Directions >>
In the lines below, from the one containing "find green grass" through the last line, inclusive, replace "cistus flower" with "rockrose flower" and give those lines again with nothing else changed.

Exercise material >>
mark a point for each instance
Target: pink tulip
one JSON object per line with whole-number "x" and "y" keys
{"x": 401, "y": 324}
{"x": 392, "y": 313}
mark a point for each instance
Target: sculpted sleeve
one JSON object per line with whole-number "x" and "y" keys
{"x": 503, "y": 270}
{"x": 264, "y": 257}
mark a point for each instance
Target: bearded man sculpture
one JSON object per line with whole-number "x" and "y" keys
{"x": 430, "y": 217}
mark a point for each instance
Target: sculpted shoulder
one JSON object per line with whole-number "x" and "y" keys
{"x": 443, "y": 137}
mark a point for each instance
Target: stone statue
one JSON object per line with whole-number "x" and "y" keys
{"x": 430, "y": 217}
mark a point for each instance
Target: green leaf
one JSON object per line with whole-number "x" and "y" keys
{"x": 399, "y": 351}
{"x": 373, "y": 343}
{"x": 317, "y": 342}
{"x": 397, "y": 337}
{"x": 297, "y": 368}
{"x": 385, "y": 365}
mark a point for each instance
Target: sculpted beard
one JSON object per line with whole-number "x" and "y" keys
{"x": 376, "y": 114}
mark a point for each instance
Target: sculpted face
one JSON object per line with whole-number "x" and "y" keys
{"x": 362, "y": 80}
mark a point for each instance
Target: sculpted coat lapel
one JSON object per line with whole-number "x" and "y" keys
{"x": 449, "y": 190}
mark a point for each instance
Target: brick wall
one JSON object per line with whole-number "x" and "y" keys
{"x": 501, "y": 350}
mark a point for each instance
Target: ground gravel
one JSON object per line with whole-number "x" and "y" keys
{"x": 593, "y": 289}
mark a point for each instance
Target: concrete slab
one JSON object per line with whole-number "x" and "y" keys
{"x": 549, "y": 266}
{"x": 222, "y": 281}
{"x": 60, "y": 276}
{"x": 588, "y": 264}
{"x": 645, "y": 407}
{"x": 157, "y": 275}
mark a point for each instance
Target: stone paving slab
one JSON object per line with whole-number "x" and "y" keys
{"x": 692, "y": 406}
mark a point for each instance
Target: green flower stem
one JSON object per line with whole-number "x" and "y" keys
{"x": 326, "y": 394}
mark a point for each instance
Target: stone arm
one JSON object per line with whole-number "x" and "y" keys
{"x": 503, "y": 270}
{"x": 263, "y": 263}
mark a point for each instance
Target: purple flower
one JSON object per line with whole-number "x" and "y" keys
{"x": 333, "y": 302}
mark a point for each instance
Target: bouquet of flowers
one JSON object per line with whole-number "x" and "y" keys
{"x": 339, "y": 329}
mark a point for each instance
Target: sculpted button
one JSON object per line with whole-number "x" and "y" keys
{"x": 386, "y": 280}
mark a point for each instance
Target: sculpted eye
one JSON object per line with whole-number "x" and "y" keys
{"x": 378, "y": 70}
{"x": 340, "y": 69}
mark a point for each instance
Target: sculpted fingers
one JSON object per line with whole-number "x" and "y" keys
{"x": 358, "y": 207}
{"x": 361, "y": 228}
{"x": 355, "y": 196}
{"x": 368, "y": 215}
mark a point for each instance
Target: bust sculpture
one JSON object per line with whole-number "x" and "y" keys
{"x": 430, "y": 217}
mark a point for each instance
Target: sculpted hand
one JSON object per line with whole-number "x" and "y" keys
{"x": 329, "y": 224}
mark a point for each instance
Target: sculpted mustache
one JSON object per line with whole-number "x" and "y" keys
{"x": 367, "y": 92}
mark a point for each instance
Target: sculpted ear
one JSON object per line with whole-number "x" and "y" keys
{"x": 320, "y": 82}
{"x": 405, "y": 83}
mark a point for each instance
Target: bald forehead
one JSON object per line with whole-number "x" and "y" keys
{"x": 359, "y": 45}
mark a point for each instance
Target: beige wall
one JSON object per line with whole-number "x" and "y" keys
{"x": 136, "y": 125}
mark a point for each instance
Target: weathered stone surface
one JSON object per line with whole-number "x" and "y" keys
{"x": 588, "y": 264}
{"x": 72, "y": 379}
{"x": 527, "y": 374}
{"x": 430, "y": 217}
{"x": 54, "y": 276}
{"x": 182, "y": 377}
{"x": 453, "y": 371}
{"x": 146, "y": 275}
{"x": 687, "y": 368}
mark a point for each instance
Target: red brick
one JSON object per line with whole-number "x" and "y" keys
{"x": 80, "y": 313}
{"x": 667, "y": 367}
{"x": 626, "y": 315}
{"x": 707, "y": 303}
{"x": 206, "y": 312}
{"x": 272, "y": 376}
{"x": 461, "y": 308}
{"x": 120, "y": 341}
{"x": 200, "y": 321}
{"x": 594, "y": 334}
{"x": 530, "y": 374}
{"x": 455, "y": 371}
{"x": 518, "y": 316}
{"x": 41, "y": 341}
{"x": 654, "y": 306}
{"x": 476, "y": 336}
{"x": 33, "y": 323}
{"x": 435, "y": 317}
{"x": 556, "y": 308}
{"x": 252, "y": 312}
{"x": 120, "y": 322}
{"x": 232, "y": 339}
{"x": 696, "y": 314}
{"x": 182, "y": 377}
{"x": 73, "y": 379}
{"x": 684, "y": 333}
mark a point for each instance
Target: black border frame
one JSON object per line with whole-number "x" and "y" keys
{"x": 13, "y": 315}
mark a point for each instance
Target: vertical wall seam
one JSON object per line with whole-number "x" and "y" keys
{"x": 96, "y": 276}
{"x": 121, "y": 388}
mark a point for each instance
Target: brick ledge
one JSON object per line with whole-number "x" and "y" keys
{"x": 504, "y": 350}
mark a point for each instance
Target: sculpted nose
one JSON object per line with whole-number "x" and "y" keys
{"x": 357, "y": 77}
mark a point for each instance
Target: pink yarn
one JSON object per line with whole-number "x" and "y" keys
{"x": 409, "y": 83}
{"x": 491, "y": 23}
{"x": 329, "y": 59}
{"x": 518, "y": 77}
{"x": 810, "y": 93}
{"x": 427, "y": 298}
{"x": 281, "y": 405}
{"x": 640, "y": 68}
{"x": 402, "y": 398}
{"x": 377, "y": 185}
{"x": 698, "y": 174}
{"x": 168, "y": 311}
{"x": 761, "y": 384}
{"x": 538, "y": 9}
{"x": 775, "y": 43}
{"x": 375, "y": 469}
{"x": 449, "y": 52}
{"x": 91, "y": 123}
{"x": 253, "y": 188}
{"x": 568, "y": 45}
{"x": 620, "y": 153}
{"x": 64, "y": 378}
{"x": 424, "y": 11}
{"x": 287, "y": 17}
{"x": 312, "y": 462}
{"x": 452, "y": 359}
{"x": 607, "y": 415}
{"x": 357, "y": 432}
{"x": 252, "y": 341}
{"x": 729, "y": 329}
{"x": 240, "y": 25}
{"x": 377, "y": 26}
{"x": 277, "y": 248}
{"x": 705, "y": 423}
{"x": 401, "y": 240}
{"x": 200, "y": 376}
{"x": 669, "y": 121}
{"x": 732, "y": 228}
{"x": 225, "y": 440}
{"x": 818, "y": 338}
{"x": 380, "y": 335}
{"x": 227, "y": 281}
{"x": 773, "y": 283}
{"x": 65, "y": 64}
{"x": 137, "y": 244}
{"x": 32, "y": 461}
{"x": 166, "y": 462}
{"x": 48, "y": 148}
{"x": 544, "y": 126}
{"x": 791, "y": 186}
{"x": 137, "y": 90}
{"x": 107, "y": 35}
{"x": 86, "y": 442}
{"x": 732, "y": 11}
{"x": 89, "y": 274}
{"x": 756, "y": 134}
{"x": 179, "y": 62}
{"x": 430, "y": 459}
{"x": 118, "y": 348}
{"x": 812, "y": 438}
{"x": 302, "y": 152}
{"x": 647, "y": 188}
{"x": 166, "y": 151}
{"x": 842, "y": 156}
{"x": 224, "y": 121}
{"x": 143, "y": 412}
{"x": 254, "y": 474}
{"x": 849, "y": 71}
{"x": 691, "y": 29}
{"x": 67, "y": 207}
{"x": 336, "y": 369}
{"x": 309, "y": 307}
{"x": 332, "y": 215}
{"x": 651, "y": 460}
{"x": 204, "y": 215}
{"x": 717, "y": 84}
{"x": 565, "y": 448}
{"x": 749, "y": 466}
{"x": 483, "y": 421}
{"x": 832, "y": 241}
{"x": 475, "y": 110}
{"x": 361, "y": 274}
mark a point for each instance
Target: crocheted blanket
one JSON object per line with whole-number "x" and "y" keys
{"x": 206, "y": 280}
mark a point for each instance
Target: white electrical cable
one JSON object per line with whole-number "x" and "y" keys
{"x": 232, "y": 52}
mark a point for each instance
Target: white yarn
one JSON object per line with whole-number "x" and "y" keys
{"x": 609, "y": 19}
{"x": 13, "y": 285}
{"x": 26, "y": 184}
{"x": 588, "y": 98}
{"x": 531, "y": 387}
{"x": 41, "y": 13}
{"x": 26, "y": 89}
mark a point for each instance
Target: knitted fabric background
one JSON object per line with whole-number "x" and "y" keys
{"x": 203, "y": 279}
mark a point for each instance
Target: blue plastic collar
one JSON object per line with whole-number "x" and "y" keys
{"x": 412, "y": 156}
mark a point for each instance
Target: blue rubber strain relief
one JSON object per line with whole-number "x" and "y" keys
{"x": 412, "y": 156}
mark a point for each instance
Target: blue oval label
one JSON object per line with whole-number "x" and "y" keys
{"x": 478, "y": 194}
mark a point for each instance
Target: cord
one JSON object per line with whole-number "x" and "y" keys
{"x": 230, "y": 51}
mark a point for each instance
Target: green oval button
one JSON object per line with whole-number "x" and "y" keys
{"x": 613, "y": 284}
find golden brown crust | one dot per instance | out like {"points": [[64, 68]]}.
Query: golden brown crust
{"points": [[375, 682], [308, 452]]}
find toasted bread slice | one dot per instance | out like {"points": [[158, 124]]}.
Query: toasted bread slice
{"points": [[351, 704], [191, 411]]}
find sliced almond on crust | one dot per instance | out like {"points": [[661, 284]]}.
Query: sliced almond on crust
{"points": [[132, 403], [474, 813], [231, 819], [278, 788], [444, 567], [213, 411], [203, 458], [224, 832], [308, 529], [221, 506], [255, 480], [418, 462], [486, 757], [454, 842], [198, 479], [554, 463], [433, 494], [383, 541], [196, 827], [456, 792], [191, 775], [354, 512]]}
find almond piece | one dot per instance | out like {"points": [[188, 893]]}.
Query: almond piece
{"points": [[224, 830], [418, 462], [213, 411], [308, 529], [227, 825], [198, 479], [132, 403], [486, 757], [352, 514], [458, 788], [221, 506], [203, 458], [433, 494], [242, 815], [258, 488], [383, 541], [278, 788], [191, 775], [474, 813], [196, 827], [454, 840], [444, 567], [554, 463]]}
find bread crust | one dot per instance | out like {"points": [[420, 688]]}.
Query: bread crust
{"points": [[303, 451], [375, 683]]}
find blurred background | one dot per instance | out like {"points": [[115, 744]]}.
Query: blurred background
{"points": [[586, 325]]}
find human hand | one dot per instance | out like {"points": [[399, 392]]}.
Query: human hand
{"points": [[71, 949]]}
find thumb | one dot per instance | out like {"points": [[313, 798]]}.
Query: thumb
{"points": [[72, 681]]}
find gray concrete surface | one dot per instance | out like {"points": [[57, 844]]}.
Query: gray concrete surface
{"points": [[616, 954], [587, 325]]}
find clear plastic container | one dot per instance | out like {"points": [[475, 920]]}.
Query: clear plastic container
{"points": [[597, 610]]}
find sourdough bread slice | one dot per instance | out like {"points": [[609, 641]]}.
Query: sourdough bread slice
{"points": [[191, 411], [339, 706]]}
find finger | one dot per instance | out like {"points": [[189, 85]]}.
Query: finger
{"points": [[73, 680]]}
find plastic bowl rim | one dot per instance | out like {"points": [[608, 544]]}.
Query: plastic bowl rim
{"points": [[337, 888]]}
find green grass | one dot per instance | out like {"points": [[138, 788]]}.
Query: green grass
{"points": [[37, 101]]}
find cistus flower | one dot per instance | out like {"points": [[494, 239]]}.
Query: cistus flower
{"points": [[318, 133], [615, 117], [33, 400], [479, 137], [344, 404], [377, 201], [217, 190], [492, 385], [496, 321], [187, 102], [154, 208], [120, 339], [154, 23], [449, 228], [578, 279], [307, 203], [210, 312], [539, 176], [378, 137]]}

Exercise response >>
find green grass | one dot per instance | out like {"points": [[138, 788]]}.
Query: green grass
{"points": [[37, 101]]}
find rockrose flower | one dot per instance | out like {"points": [[494, 239]]}.
Query: rockrose flower
{"points": [[318, 133], [615, 117], [33, 400], [479, 137], [344, 404], [377, 201], [217, 190], [492, 385], [496, 321], [187, 102], [154, 208], [120, 339], [154, 23], [449, 228], [578, 279], [307, 203], [210, 312], [539, 176], [378, 137]]}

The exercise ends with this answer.